▶ [Page]
-- begin --
Touch alone: multiple touch gestures for different actions

Currently, if I take something like the Chrome icon on the home screen of Android, I can tap it to open it, or long-press/hold it to move it. (There's also double tap, triple tap, and swiping that are available for use, but I think it ends there).

Desktop: different types of mouse clicking for different actions

For desktop users, left and right single-click, left and right double-click, left and right mouse drag, and the middle mouse click are some examples of mouse clicking that achieve different actions on a target once a mouse cursor is on it. More advanced mice have even more keys and buttons that can be reprogrammed, as some people need more.

Advantages of eye tracking + function buttons: speed, comfort, and less hand movement.

Single tapping function keys would probably be faster and more comfortable than repeatedly doing double clicks, double taps, long presses/holds, or multi-finger gestures, such as pinching and zooming.

Since you may only need a few activation buttons, your thumbs or fingers reach out for .much fewer things. If you’re working with a larger, tablet-sized screen, which requires more hand movement to reach all the buttons and widgets, then assigning yourself to merely a few buttons and hand positions will give you even more of a speed and comfort advantage over those that don’t incorporate eye input.
-- end --
▶ [Task goal] Please return, word for word, the part of the passage on input gestures that opens with the words containing "Touch alone: multiple" and closes with "people need more.". Rely only on the passage on input gestures.

Image outline entries:
-- begin --
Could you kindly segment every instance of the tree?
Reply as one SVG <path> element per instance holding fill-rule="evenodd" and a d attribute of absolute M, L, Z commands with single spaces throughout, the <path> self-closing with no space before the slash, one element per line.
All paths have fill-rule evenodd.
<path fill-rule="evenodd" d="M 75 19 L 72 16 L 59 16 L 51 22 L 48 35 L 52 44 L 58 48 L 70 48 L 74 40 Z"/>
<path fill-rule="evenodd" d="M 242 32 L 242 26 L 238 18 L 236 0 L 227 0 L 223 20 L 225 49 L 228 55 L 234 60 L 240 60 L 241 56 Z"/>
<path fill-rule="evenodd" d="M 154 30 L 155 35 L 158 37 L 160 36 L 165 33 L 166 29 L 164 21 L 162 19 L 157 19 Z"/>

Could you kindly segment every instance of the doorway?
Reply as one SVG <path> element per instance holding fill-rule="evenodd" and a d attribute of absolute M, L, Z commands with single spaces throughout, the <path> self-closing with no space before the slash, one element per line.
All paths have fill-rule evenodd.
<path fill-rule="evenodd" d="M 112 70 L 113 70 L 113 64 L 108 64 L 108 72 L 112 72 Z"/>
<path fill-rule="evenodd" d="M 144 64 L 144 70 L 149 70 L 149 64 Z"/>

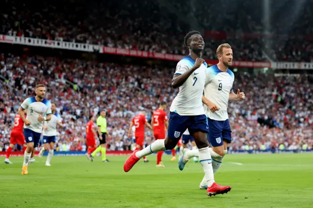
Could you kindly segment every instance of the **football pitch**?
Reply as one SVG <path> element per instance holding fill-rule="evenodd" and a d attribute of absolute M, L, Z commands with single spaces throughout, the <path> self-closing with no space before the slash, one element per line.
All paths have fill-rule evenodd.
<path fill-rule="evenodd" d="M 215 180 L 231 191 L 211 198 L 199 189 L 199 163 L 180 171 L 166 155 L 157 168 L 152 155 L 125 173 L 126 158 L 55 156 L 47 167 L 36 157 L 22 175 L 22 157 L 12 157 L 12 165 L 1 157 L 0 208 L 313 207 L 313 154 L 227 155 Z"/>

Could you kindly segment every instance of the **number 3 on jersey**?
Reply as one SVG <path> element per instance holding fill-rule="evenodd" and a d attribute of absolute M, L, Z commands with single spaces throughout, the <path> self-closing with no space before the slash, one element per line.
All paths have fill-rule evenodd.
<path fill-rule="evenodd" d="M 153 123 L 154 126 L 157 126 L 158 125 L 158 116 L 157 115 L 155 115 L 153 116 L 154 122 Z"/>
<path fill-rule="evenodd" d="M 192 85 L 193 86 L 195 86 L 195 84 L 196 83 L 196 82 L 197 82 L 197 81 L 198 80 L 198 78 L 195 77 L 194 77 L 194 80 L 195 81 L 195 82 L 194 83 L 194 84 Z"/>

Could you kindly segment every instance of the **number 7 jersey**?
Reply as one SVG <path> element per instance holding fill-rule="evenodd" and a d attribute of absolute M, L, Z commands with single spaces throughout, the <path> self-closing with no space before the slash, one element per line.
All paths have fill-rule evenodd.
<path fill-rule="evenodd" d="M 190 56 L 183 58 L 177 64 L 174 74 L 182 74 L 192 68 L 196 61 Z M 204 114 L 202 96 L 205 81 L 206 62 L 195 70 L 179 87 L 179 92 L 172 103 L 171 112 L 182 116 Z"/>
-- end --
-- begin --
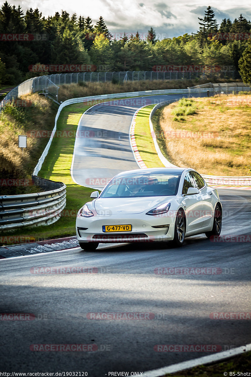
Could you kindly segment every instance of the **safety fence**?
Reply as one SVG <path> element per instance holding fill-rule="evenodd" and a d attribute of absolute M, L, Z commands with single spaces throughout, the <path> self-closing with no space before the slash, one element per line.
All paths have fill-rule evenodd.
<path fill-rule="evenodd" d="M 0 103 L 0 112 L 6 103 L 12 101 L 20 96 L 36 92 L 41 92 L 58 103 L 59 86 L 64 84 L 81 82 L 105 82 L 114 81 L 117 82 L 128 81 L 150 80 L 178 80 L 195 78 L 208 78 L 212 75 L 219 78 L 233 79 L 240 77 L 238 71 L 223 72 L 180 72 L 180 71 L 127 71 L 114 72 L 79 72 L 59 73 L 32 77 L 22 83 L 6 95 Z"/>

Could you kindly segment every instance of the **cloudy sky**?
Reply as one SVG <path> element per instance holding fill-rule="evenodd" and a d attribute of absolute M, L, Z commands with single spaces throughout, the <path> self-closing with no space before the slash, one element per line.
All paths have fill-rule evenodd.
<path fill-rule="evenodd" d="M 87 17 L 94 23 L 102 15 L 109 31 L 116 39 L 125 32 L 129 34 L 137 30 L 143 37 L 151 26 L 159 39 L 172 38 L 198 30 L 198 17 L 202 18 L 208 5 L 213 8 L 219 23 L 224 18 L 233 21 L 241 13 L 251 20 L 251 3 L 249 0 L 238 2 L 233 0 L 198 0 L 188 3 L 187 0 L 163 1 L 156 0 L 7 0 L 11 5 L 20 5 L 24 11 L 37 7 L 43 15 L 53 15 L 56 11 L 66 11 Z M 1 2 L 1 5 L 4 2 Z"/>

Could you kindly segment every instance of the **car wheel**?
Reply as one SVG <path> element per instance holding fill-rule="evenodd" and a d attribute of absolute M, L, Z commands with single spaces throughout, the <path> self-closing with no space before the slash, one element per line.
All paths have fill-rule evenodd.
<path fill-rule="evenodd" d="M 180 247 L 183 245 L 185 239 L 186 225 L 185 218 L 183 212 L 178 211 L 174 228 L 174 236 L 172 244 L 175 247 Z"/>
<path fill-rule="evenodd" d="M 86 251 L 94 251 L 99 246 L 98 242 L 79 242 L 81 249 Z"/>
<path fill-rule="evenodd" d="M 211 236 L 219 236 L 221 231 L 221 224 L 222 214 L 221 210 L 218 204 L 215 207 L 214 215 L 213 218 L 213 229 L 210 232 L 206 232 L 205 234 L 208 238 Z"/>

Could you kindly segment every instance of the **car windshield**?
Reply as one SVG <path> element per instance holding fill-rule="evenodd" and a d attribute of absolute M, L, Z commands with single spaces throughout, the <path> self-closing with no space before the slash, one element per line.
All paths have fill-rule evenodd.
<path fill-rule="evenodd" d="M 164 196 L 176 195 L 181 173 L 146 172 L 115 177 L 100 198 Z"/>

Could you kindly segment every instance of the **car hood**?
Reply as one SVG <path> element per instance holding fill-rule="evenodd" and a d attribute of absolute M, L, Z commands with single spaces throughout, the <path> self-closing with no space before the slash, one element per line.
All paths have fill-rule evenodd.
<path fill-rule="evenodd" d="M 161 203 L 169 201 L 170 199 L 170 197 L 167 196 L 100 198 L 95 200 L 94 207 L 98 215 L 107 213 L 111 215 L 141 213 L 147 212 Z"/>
-- end --
▶ [Output of the task]
Touch alone: multiple touch gestures for different actions

Currently, if I take something like the Chrome icon on the home screen of Android, I can tap it to open it, or long-press/hold it to move it. (There's also double tap, triple tap, and swiping that are available for use, but I think it ends there).

Desktop: different types of mouse clicking for different actions

For desktop users, left and right single-click, left and right double-click, left and right mouse drag, and the middle mouse click are some examples of mouse clicking that achieve different actions on a target once a mouse cursor is on it. More advanced mice have even more keys and buttons that can be reprogrammed, as some people need more.